• **DIRECTIVE**:
Continue the Dignity Fund ballot measure text from its final sentence, the one about the Community Living Fund.

• **QUOTED PASSAGE**:
++++
245,962 votes yes (66.26%)

125,224 votes no (33.74%)

Shall the Charter of the City and County of San Francisco be amended to: 1) establish the Dignity Fund to support Seniors and Adults with Disabilities; 2) require an annual contribution by the City to the Fund including an annual baseline amount of $38 million, increasing by $6 million for fiscal year 2017-2018, and increasing by $3 million a year for the next 9 years until fiscal year 2026-2027, and continuing at that amount, adjusted annually for changes in aggregate discretionary City revenues, for the next 10 years until fiscal year 2036-2037; 3) establish a planning process for expenditures from the Fund; 4) create an Oversight and Advisory Committee; 5) set an expiration date of June 30, 2037; and 6) change the "Commission on Aging" to the "Aging and Adult Services Commission" and update its responsibilities?

What is this proposal?

Details — Official information

YES vote means

If you vote “yes,” you want to amend the Charter to establish the Dignity Fund and set aside at least $38 million a year, plus scheduled increases, from the General Fund until June 30, 2037, to pay for programs and services to assist seniors and adults with disabilities. 

NO vote means

 If you vote “no,” you do not want to make these changes.


Ballot Simplification Committee

The Way It Is Now: The City’s Department of Aging and Adult Services (DAAS) is responsible for planning, coordinating and advocating for services for seniors and adults with disabilities. The City’s Commission on Aging oversees many of DAAS’ activities. DAAS provides a range of programs and services for seniors and adults with disabilities, including:

• in-home supportive services,

• nutrition and wellness programs,

• senior centers and activity centers and

• legal services.

DAAS is also responsible for administering the Community Living Fund, which helps fund programs to assist individuals to age in their own homes, assisted living facilities or supportive housing.
++++
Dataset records

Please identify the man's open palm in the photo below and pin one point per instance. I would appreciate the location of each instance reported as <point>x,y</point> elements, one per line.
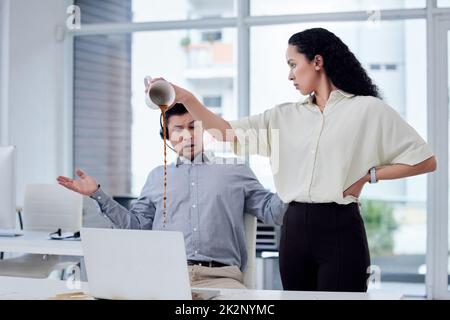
<point>85,185</point>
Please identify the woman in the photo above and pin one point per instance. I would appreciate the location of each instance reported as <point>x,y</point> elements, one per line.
<point>323,151</point>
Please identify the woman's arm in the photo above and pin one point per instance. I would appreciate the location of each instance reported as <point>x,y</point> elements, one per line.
<point>397,171</point>
<point>215,125</point>
<point>393,171</point>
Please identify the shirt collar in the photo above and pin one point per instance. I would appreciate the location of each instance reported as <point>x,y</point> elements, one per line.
<point>335,96</point>
<point>203,157</point>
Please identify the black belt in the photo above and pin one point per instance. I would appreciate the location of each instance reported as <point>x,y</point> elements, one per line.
<point>211,264</point>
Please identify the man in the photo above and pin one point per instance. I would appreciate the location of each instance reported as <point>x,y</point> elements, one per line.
<point>206,200</point>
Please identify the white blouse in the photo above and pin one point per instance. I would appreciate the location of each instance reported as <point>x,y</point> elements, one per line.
<point>316,156</point>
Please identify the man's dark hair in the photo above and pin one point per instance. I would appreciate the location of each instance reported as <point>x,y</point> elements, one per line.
<point>177,110</point>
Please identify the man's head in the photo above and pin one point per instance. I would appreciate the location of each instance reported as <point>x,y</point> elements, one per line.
<point>185,134</point>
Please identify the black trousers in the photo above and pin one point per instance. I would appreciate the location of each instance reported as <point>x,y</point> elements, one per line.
<point>324,247</point>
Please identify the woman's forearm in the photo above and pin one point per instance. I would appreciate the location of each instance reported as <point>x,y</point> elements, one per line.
<point>215,125</point>
<point>397,171</point>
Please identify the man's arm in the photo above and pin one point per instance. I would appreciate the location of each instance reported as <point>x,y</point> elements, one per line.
<point>260,202</point>
<point>139,217</point>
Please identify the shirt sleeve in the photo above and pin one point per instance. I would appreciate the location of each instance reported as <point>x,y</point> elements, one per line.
<point>140,216</point>
<point>260,202</point>
<point>253,135</point>
<point>400,143</point>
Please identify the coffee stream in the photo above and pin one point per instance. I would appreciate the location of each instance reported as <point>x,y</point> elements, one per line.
<point>163,111</point>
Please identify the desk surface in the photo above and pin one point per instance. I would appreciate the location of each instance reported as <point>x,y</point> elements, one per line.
<point>37,242</point>
<point>25,288</point>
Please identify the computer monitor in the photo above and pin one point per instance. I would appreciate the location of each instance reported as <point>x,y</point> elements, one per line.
<point>7,187</point>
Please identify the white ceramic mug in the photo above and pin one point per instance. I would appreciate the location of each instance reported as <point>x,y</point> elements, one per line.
<point>160,93</point>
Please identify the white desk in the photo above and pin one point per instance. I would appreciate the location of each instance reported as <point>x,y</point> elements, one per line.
<point>37,242</point>
<point>25,288</point>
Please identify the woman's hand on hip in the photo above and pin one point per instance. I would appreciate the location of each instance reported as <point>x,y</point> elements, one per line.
<point>356,188</point>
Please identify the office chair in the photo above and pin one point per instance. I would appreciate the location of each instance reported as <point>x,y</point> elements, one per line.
<point>250,223</point>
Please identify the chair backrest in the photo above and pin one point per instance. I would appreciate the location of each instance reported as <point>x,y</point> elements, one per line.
<point>48,207</point>
<point>250,223</point>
++++
• **TASK ANSWER**:
Each year, the City determines the funding for DAAS’ programs and activities, including the Community Living Fund. The City is not required to appropriate any specific annual amount for DAAS in the budget.

In addition to DAAS, the City has established a Long Term Care Coordinating Council to advise and coordinate community-based long-term care planning services for older adults and adults with disabilities. 

The Proposal: Proposition I is a Charter amendment that would create a Dignity Fund to provide guaranteed funding for programs and services for seniors and adults with disabilities. This Fund would expire on June 30, 2037.

Services and programs would include home- and community-based long-term care and support, food and nutrition, consumer and caregiver education and support, seniors/disabled community and service centers, legal services, health and wellness, and targeted outreach.

Under Proposition I, the City would be required to set aside monies from its General Fund each year to contribute to the Dignity Fund, as follows:

• for the first year, the City would contribute at least $38 million, the same amount the City budgeted in fiscal year 2016–17 for services that could be funded in the future by the Dignity Fund;

• for the fiscal year ending June 30, 2018, the City would contribute at least $44 million;

• for fiscal years from July 1, 2018, until June 30, 2027, the City would increase its contribution by $3 million each year, until it reaches $71 million a year. If the City faced a projected budget deficit exceeding $200 million, the City would not have to increase the contribution to this Fund;

• for fiscal years from July 1, 2027, until June 30, 2037, the City’s contribution to this Fund would equal the prior year’s contributions, adjusted for changes in the City’s revenues.

Under Proposition I, this Fund would pay for many of the same types of programs and services currently provided by DAAS. Proposition I would also establish a four-year planning process and require a regular evaluation of the services and programs this Fund supports.

In addition to the Long Term Care Coordinating Council, Proposition I would create an 11-member Oversight and Advisory Committee to monitor and participate in the administration of this Fund.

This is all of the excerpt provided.